*Exercise objective*
Write out the items verbatim, starting at the line that contains "Could you point to every instance of the floral" and continuing through the last line of the items.

Items pointing to named objects
++++++++
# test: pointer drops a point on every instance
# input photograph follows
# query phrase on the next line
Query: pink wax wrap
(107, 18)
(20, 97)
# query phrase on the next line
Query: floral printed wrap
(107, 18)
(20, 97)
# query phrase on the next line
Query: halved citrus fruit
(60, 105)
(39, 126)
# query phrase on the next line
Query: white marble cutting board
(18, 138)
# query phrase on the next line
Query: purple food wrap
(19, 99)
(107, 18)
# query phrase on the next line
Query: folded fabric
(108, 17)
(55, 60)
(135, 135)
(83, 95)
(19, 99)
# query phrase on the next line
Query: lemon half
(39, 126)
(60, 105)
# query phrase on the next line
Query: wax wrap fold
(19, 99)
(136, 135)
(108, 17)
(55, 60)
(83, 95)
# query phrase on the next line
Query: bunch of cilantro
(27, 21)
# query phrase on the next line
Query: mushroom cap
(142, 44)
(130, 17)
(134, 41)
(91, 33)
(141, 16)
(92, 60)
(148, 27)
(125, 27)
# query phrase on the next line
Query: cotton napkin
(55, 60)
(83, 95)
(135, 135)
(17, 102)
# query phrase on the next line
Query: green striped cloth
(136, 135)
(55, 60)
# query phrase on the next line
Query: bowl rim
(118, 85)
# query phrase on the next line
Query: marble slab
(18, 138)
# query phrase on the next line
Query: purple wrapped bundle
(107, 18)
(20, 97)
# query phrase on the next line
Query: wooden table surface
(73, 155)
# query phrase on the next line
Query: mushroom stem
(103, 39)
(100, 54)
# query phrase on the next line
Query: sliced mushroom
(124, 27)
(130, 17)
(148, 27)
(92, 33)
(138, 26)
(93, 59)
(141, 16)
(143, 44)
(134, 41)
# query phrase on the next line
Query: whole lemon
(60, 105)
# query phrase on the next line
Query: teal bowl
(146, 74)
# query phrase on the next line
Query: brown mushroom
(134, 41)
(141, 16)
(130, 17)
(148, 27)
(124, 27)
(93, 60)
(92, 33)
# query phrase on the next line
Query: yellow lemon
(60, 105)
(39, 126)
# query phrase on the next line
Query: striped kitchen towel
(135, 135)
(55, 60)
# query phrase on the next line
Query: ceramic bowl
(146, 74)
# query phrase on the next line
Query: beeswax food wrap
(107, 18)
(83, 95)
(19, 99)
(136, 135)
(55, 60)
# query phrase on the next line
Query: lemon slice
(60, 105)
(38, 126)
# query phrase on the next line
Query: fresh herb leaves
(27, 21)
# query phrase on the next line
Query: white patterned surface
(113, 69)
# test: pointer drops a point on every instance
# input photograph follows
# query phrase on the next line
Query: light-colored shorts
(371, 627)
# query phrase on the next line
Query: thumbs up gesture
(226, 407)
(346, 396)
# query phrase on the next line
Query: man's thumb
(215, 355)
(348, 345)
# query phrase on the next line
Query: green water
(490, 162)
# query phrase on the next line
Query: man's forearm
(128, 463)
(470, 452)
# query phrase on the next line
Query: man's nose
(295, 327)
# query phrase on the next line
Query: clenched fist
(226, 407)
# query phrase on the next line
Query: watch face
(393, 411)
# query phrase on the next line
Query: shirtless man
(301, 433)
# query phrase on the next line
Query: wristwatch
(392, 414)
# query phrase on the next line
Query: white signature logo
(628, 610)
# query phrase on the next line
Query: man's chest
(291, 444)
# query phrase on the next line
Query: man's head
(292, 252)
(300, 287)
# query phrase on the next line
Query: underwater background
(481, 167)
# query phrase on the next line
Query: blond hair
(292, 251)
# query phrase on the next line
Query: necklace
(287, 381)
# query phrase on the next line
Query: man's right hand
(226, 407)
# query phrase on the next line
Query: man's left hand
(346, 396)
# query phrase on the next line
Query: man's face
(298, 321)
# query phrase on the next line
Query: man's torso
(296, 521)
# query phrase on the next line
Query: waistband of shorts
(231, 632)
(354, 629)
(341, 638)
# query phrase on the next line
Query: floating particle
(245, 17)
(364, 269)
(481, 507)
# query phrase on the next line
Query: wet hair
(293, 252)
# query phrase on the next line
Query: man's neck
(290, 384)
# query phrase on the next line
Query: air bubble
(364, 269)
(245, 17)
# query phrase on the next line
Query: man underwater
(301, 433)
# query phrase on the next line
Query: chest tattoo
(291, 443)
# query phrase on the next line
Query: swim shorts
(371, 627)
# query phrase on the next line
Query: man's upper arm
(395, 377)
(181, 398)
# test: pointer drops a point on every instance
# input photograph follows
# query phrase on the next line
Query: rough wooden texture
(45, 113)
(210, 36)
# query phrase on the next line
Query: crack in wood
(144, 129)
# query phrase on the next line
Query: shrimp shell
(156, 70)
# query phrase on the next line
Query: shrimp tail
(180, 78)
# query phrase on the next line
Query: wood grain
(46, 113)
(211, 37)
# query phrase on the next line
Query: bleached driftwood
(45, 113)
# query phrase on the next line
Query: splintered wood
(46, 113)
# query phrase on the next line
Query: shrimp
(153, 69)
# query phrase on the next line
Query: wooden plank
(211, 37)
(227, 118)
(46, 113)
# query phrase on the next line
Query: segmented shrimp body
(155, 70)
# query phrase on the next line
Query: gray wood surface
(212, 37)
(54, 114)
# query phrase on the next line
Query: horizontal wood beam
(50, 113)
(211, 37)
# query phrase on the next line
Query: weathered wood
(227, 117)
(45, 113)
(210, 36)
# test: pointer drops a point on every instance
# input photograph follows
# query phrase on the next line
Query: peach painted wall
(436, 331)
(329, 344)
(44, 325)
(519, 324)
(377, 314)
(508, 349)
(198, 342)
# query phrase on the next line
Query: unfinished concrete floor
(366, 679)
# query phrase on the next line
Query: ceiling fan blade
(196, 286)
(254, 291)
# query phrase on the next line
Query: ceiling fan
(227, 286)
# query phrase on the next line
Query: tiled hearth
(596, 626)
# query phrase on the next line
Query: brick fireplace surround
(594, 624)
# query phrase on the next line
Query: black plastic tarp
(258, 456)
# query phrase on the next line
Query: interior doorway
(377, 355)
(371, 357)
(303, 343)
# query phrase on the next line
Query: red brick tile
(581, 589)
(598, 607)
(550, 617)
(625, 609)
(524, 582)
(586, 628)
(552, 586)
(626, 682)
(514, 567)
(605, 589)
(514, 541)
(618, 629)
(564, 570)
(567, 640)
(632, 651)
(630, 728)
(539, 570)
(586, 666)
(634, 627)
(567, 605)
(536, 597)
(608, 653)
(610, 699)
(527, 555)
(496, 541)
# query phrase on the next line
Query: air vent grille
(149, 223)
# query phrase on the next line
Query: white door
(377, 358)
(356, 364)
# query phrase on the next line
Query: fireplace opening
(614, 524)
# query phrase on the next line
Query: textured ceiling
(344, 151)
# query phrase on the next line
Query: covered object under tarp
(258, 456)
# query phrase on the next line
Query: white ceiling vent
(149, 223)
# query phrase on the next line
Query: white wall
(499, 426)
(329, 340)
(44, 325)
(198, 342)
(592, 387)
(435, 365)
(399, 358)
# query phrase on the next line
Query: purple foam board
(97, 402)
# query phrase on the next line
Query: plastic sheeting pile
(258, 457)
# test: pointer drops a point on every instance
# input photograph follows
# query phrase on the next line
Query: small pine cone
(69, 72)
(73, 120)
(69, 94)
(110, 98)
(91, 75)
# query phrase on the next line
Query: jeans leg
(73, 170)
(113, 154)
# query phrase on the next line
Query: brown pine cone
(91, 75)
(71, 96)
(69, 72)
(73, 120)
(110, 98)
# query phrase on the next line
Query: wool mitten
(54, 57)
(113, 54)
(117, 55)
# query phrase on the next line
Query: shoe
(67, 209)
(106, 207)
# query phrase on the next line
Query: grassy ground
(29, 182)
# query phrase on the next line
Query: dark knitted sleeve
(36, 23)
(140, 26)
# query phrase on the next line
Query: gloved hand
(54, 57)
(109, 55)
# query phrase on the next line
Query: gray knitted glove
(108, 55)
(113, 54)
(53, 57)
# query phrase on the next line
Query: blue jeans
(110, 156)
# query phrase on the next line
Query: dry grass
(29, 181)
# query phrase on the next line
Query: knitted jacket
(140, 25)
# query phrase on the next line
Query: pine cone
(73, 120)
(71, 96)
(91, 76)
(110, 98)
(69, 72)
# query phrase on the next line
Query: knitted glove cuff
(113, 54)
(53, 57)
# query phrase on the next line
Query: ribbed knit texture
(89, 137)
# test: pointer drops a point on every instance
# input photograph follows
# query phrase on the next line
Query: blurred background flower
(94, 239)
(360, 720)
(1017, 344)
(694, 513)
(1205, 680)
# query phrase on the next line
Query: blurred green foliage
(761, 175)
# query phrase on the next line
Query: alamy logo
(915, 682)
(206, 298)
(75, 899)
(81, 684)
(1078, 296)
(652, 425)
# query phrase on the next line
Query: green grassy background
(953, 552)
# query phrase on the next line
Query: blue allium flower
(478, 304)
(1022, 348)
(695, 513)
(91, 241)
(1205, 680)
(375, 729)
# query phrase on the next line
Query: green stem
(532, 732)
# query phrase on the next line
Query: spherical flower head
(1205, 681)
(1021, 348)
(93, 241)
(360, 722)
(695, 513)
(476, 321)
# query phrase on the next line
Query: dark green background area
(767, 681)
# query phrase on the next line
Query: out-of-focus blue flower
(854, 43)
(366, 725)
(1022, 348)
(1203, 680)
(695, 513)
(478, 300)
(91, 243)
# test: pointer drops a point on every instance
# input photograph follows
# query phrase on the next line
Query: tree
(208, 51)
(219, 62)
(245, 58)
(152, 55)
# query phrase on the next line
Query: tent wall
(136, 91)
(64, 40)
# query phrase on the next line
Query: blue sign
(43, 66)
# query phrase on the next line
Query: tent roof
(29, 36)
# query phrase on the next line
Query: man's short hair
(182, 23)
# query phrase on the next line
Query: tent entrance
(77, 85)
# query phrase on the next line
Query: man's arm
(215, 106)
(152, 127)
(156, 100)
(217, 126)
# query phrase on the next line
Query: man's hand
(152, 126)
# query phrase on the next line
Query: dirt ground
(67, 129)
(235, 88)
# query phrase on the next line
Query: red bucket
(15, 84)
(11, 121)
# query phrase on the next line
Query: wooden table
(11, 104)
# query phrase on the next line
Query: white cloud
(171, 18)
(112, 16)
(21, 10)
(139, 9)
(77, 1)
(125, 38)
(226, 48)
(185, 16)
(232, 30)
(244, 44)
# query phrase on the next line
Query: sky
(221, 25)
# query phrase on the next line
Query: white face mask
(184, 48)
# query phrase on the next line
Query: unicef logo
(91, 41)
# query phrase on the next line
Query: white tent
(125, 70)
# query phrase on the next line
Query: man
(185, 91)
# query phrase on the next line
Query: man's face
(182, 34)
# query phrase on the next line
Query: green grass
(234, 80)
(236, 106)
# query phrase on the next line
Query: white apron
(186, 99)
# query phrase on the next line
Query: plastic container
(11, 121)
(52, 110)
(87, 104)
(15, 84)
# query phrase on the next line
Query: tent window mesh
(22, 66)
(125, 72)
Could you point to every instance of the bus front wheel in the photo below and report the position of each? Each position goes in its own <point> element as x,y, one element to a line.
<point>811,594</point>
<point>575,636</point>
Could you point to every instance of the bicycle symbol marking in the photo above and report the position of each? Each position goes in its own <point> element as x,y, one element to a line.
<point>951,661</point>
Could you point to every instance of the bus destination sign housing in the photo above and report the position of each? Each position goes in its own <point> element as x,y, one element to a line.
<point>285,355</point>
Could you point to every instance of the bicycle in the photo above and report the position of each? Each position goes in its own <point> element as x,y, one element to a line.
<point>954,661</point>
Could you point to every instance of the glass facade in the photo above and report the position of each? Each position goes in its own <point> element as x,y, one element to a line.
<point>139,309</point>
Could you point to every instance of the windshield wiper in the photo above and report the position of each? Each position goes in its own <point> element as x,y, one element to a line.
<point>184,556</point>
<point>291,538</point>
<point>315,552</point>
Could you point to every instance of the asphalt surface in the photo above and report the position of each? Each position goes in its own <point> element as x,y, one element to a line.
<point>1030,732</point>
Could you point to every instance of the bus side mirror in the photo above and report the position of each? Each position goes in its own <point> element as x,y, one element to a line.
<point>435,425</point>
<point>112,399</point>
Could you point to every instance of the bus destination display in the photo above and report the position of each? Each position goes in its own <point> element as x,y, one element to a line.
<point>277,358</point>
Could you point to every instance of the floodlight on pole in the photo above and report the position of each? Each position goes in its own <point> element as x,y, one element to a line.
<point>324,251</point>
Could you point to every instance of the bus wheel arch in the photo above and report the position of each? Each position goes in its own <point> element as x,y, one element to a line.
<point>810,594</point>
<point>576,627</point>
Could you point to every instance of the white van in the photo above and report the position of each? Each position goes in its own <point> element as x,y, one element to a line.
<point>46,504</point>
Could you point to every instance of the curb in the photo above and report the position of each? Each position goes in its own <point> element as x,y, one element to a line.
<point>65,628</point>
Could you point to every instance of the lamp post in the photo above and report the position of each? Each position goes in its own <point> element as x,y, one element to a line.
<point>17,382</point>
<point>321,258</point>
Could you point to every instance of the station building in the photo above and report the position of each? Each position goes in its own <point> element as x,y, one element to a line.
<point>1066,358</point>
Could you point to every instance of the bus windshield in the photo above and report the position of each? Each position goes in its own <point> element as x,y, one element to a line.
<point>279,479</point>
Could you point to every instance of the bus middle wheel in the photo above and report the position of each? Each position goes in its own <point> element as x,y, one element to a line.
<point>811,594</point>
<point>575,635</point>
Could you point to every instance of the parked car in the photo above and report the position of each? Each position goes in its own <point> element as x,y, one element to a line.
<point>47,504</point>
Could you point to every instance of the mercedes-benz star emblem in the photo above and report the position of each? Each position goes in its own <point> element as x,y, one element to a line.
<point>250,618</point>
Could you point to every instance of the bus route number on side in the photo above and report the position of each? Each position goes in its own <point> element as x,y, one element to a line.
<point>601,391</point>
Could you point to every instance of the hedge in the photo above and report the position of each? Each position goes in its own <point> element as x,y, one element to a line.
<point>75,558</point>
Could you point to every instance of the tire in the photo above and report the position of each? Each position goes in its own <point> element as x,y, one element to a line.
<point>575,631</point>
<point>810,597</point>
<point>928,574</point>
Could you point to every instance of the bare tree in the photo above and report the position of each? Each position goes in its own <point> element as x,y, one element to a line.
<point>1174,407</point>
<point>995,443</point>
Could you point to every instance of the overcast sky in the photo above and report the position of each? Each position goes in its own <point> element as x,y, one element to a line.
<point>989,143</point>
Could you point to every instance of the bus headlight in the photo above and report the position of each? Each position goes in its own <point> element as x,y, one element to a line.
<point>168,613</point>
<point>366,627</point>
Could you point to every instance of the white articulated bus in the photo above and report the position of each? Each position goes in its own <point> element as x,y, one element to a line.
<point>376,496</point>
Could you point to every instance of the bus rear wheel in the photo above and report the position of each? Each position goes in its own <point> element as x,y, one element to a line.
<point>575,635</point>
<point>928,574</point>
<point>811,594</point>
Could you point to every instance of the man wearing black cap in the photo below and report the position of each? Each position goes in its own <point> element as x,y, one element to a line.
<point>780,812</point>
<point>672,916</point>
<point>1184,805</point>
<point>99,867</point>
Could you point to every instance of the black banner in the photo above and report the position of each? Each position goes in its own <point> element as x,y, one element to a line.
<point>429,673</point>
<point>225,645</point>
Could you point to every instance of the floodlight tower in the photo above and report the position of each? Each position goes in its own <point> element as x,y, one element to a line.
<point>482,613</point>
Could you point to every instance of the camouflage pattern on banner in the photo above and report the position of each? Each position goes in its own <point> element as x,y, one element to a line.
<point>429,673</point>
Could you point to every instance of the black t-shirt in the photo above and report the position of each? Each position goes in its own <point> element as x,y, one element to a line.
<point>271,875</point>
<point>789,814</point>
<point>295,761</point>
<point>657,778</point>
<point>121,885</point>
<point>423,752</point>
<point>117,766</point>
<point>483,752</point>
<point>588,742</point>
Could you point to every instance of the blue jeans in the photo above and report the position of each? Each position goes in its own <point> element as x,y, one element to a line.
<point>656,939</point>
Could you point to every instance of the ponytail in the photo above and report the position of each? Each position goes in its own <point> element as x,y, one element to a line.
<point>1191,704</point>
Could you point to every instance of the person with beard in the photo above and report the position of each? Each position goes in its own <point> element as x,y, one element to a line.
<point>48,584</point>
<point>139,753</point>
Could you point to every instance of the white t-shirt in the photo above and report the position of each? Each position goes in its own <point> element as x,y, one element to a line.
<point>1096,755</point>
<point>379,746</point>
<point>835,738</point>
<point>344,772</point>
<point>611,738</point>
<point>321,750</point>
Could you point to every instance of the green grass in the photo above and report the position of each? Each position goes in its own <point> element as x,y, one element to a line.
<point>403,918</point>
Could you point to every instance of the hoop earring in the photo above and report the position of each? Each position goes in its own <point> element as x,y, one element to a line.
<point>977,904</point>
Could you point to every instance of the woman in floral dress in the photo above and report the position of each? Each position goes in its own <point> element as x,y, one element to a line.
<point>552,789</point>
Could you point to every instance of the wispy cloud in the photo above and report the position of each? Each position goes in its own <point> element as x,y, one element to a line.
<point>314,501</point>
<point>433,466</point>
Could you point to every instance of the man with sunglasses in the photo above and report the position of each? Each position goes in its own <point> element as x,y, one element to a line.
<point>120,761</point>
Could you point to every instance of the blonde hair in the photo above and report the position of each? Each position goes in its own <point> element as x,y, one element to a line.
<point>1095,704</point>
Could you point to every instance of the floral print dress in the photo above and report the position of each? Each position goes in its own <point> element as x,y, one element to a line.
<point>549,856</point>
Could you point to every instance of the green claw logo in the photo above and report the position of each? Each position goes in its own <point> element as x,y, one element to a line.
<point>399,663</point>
++++++++
*Solution for this problem*
Could you point to every instance of the floral print dress in the photo above and report the position of each? Each position goes in its own <point> element as x,y, one element to a line.
<point>549,856</point>
Could you point to every instance of the green claw logo in the photo above and report the position of each? Each position goes in its own <point> element as x,y, one element to a line.
<point>399,663</point>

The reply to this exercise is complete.